TASK OBJECTIVE: Restate the whole listing word for word. Pictures are left out.

(Object position labeling entries)

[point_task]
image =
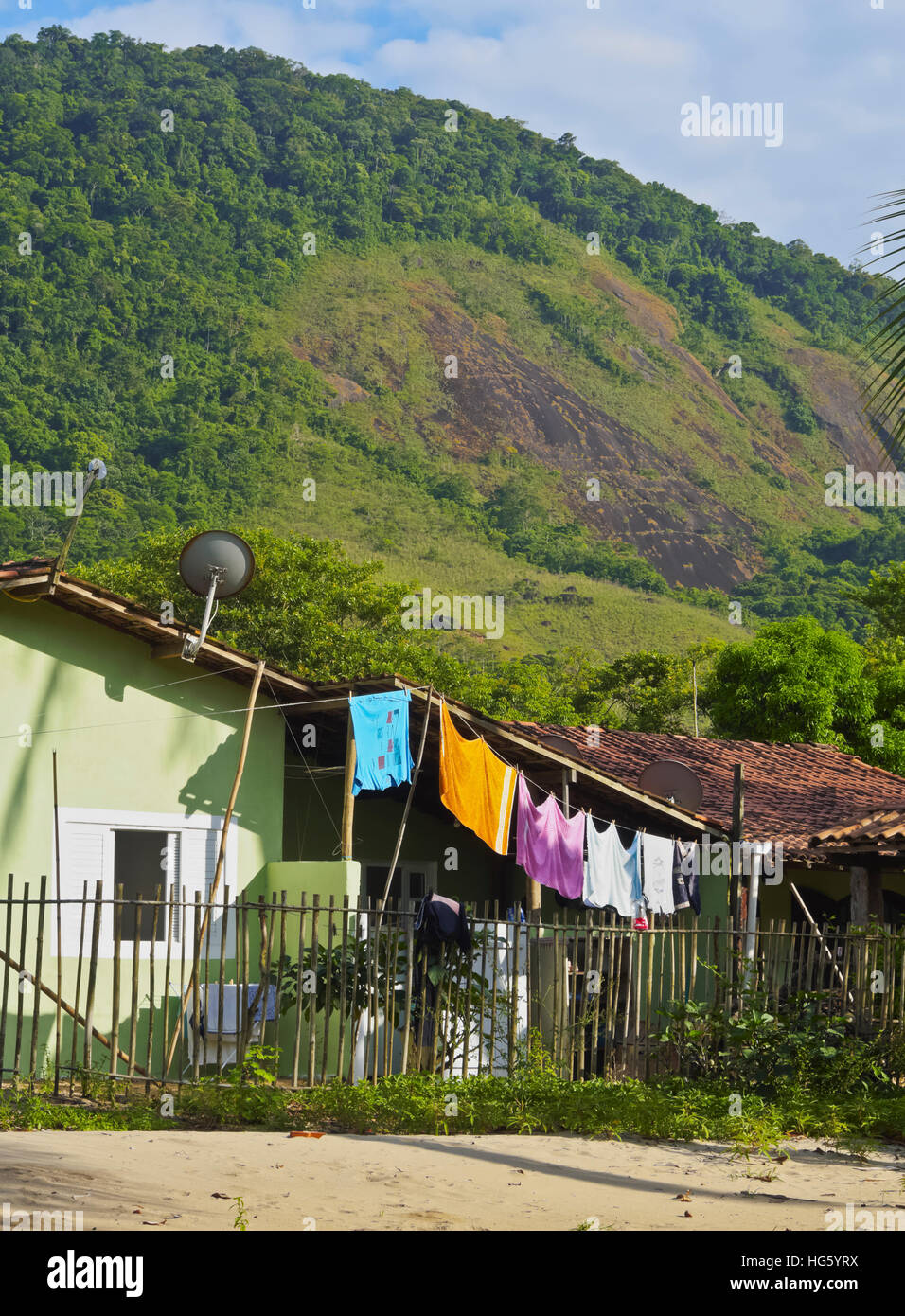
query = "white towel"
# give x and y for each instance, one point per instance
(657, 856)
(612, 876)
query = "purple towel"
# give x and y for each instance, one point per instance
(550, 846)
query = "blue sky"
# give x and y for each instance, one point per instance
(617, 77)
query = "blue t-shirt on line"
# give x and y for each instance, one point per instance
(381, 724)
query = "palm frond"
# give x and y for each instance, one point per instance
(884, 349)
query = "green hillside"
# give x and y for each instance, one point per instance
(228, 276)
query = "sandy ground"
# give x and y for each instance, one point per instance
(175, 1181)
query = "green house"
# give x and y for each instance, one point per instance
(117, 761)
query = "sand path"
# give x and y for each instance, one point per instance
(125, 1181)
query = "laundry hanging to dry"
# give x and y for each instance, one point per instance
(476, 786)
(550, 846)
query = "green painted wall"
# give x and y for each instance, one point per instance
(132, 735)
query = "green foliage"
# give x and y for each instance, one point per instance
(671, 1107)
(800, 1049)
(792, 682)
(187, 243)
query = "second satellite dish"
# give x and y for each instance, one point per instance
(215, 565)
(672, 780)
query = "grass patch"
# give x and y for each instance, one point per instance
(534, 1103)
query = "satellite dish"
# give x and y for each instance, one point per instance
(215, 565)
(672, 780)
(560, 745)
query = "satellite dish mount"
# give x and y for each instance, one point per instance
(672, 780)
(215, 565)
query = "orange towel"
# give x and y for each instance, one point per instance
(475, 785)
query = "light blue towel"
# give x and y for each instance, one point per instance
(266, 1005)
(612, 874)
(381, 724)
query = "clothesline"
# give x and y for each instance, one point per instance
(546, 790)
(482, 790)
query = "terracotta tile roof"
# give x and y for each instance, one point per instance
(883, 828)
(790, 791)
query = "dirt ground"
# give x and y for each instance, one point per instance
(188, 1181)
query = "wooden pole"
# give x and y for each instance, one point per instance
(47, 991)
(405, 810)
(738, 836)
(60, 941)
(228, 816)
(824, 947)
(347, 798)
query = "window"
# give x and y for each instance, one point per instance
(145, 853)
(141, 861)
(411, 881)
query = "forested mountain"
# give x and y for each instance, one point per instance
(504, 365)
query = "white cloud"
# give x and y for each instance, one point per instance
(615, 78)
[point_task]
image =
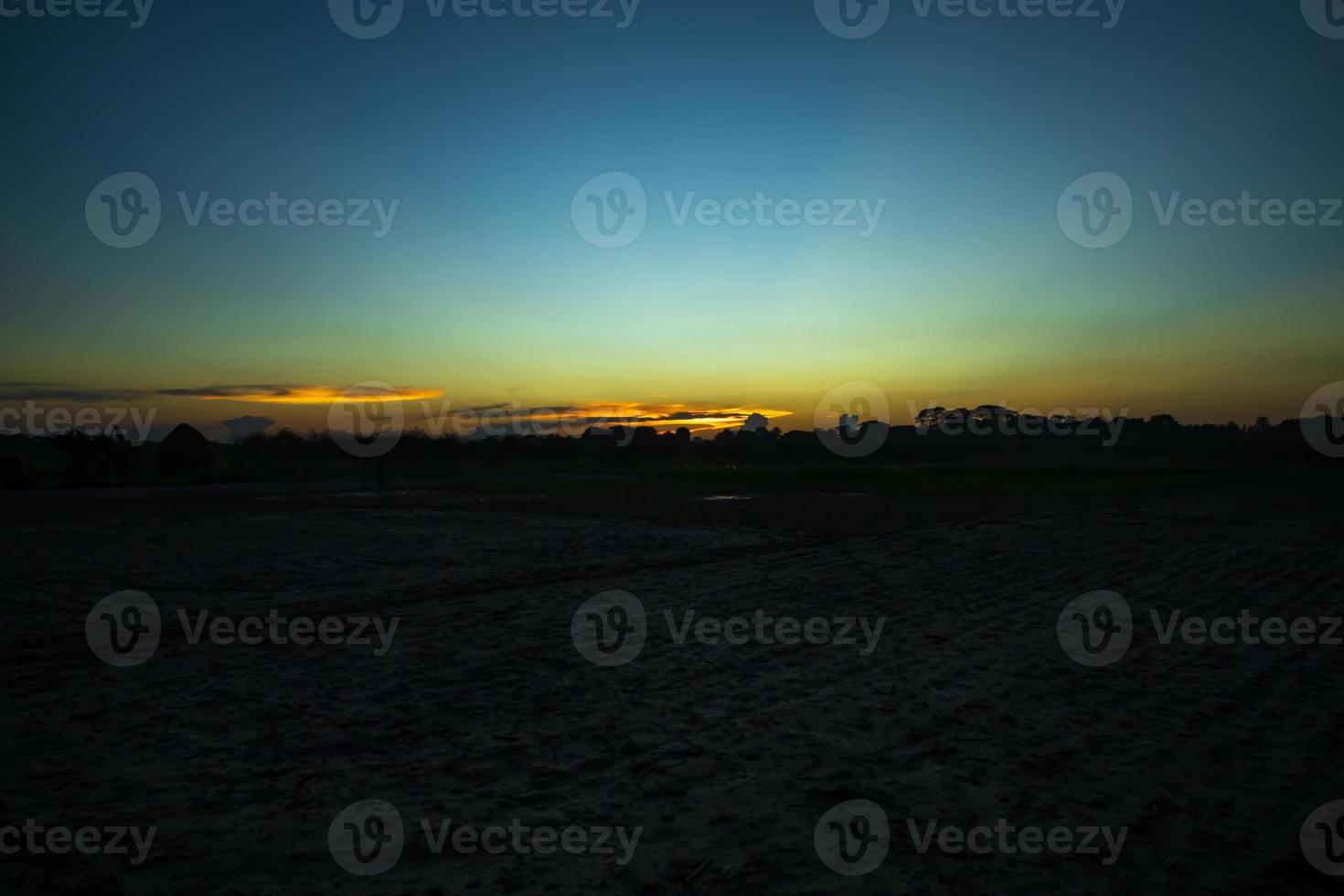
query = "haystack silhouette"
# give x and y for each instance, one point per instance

RESULT OF THIS EXERCISE:
[point_task]
image =
query = "white towel"
# give x and y for each instance, one point per instance
(657, 856)
(612, 876)
query = "purple towel"
# give x and y for each instance, one point per instance
(550, 846)
query = "blue sky"
# give x and y for each instance, one point per instance
(617, 77)
query = "blue t-shirt on line"
# give x and y for each instance, one point per instance
(381, 724)
query = "palm frond"
# give x and y for each instance, one point per instance
(884, 349)
query = "green hillside"
# give x and y for each instance, one point per instance
(228, 276)
query = "sandy ground"
# give x and y for each instance, one point per instance
(175, 1181)
query = "green house"
# give x and y for each instance, one point per instance
(117, 761)
query = "sand path"
# give x and y for each instance, one point per instance
(125, 1181)
query = "laundry hanging to dry"
# give x and y for each instance, one point per instance
(476, 786)
(550, 846)
query = "green painted wall"
# give x and y for each instance, one point per instance
(132, 735)
query = "green foliage"
# give x and y for each instance, one point per instance
(671, 1107)
(800, 1049)
(792, 682)
(187, 243)
query = "second satellite dish"
# give x and y for each instance, one point per instance
(215, 565)
(672, 780)
query = "grass patch"
# give x and y for each instance, one point per instance
(534, 1103)
query = "satellite dish"
# give x and y for each instance, one point per instance
(215, 565)
(672, 780)
(560, 745)
query = "satellite dish mount"
# give x and y for each instance, one point per instance
(672, 780)
(215, 565)
query = "orange towel"
# give x and y for each instance, one point per instance
(475, 785)
query = "light blue towel"
# give x and y for each instance, one point per instance
(266, 1005)
(612, 874)
(381, 724)
query = "clothesline"
# give x and y for each instance, one point per instance
(546, 790)
(482, 790)
query = "terracotta tile roof"
# give x and y for each instance, one point per instance
(883, 828)
(790, 791)
query = "dirt ground"
# give x and y for each instance, one point per instance
(188, 1181)
query = "wooden pole"
# give x and y for each instance, one point per instance
(47, 991)
(405, 810)
(738, 836)
(60, 941)
(228, 816)
(824, 947)
(347, 798)
query = "window"
# give x and y for each instance, one point per instance
(145, 853)
(141, 861)
(411, 881)
query = "forested mountain"
# give x and y for each instance, one point per instance
(504, 365)
query = "white cloud"
# give x and y for each instance, one point per instance
(615, 78)
[point_task]
image =
query = "haystack silhouette"
# give x and y for each instance, one point per instance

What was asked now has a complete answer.